• _Provided text_:

Turns out that while some of us were wondering when the
lawsuits arising out of the current bank wave would really start to
accumulate, the FDIC itself was busy filing lawsuits -- they just didn't tell
anybody about it, at least not until now. Specifically, the FDIC filed three
more lawsuits in August than had previously come to light. At a minimum, these
lawsuits suggest the FDIC has been more active in pursuing its litigation
strategy than may have been perceived. The suits also suggest that the FDIC's
declarations about its planned litigation strategy are very much in earnest.
The three newly publicized lawsuits, each of which were
filed by the FDIC in its capacity as receiver of a failed bank, are as follows:
First, on August 8, 2011, the FDIC filed a lawsuit in the
Eastern District of Michigan against a single former loan officer at Michigan
Heritage Bank, of Farmington Hills, Michigan, which failed on April 24, 2009
(about which refer here).
A copy of the complaint in this lawsuit can be found here. The
complaint alleges that the individual, whom the complaint alleges had been CEO
of a different Michigan bank that failed in 2002, caused the bank to incur
losses in excess of $8.2 million. The complaint, which asserts claims of
negligence, gross negligence and breach of fiduciary duty, alleges among other
things that the lending officer "failed to conduct due diligence and analysis
prior to originating and recommending approval of 11 commercial loans that
resulted in losses" and "failed to adequately inform [the Bank's] board of
directors and senior management of deficiencies with respect to those loans."

(Source records)
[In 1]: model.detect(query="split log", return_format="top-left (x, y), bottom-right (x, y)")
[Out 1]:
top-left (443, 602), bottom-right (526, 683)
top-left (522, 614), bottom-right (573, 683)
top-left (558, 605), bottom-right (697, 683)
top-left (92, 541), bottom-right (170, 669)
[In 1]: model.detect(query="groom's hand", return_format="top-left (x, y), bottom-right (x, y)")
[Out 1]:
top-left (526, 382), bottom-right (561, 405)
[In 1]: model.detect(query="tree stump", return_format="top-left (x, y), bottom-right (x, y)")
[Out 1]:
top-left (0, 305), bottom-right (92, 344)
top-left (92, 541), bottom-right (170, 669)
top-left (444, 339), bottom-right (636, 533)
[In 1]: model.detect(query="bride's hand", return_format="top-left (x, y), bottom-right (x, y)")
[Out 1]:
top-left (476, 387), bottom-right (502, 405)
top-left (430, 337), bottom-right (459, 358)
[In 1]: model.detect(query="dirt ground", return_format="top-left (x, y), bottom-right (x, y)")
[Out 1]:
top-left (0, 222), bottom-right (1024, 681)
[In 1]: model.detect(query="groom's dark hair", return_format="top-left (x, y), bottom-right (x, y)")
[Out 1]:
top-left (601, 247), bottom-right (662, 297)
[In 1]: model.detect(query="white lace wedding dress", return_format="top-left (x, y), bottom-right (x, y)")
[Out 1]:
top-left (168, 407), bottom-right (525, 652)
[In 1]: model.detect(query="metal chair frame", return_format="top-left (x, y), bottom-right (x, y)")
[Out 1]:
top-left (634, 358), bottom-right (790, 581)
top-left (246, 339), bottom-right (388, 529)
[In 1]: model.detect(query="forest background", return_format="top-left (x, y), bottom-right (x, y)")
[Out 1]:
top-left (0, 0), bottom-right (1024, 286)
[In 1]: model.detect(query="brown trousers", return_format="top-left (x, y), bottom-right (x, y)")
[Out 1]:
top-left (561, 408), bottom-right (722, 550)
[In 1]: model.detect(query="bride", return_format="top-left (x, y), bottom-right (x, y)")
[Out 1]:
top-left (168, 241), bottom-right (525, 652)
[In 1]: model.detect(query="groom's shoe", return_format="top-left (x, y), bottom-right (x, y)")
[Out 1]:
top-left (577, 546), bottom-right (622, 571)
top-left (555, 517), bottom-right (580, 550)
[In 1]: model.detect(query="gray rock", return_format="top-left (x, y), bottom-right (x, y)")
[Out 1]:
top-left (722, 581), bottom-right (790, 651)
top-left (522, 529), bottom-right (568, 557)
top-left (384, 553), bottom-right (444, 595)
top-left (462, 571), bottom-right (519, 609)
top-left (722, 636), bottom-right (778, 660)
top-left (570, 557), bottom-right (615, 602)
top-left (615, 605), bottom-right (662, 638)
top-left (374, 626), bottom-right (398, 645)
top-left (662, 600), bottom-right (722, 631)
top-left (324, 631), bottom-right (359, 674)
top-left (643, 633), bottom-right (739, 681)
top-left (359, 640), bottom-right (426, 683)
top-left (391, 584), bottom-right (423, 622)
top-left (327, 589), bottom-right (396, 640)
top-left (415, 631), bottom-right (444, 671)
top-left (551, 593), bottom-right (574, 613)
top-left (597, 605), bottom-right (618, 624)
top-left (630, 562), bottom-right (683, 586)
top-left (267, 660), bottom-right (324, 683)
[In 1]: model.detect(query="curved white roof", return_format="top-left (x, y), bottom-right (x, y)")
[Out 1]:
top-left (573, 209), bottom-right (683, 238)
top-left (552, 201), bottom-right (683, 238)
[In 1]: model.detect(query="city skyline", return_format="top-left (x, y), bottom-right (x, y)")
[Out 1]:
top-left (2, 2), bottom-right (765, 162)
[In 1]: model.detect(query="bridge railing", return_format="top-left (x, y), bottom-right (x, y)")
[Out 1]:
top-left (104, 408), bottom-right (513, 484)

• _Jobs_:
1 - Translate the following sentence from the text on FDIC lawsuits into Spanish: "Specifically, the FDIC filed three more lawsuits in August than had previously come to light."
2 - Answer the following questions using the text on FDIC lawsuits.
(a) On what date did the FDIC file its lawsuit in the Eastern District of Michigan?
(b) On what date did Michigan Heritage Bank fail?
(c) How many commercial loans does the complaint say the lending officer originated and recommended for approval without due diligence?

• _The responses_:
1 - En concreto, la FDIC presentó en agosto tres demandas más de las que se habían dado a conocer anteriormente.

2 -
(a) August 8, 2011
(b) April 24, 2009
(c) 11